Work required
Please show each line of the data below that contains the word "branch".

-- START OF Entries supplied --

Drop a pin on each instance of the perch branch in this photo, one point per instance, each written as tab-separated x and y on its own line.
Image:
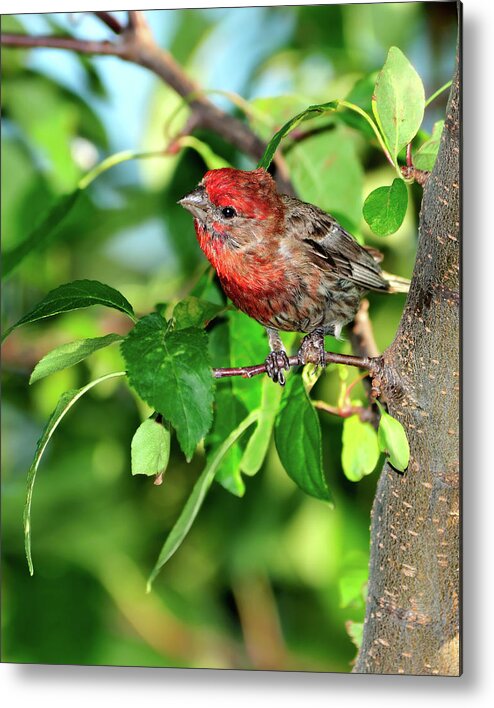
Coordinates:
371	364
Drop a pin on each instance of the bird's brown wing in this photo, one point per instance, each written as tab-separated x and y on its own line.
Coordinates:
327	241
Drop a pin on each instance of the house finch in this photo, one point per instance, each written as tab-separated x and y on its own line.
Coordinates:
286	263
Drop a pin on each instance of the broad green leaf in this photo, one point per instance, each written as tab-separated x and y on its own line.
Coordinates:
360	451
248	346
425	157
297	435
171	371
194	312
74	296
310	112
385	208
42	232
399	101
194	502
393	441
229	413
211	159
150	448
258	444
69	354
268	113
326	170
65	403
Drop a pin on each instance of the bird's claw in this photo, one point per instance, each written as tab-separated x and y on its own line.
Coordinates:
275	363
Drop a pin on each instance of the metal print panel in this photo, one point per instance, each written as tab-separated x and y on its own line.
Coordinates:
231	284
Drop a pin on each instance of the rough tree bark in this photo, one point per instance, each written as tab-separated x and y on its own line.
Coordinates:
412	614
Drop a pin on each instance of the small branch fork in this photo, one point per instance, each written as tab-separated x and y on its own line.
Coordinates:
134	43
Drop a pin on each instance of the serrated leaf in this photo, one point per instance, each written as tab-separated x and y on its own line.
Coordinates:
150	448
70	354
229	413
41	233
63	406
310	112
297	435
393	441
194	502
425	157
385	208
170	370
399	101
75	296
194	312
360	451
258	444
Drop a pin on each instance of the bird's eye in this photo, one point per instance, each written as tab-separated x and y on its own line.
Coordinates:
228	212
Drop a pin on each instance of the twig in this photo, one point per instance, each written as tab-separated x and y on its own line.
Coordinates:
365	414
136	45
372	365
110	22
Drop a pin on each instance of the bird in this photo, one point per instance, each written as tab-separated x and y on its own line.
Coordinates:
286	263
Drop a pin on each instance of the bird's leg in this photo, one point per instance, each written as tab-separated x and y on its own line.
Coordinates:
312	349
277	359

-- END OF Entries supplied --
-- START OF Entries supplied --

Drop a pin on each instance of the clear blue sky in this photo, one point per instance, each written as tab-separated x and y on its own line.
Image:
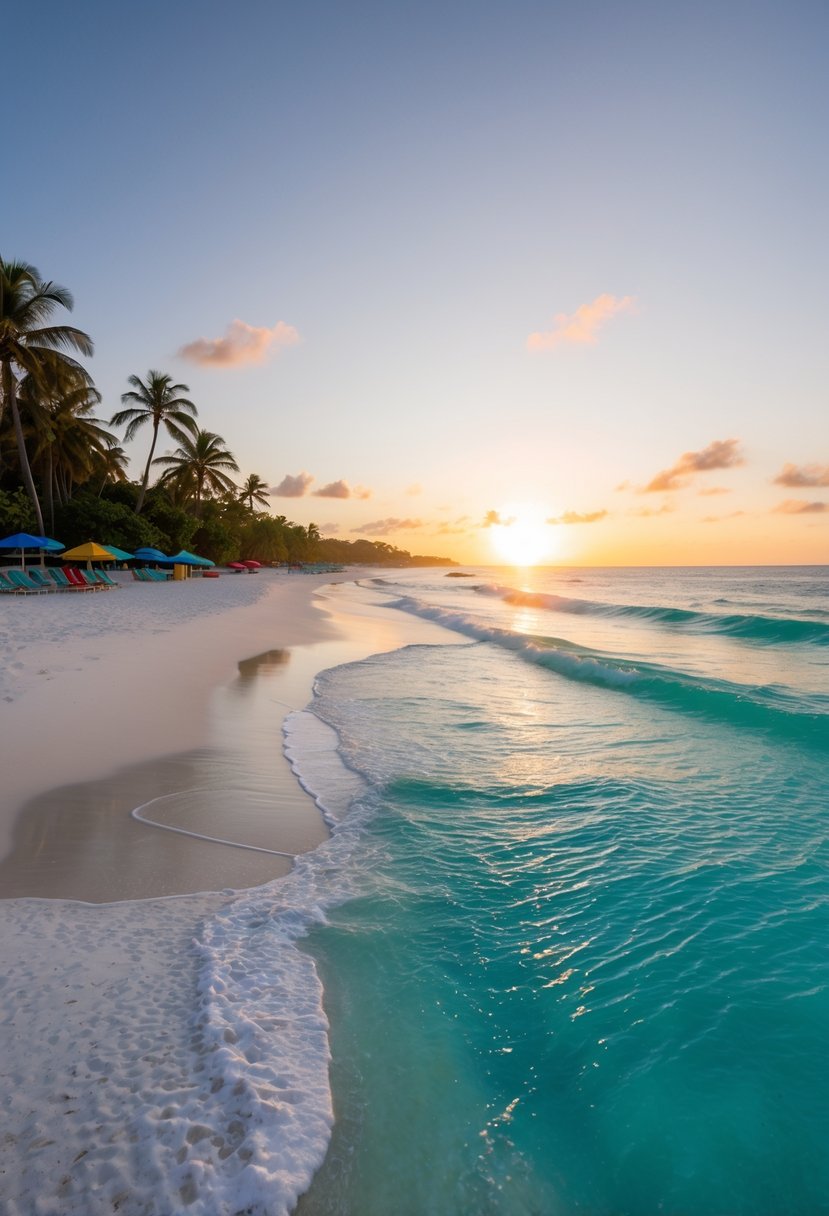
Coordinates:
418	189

-- END OF Entries supplied --

Response
Drop a pin on each instance of the perch branch in this photo, one point per instance, each written as tab-separated x and y on its own line.
Drop a pin on each instance of the small branch fork in this photo, one point per instance, each written as tab-separated x and y on its own line.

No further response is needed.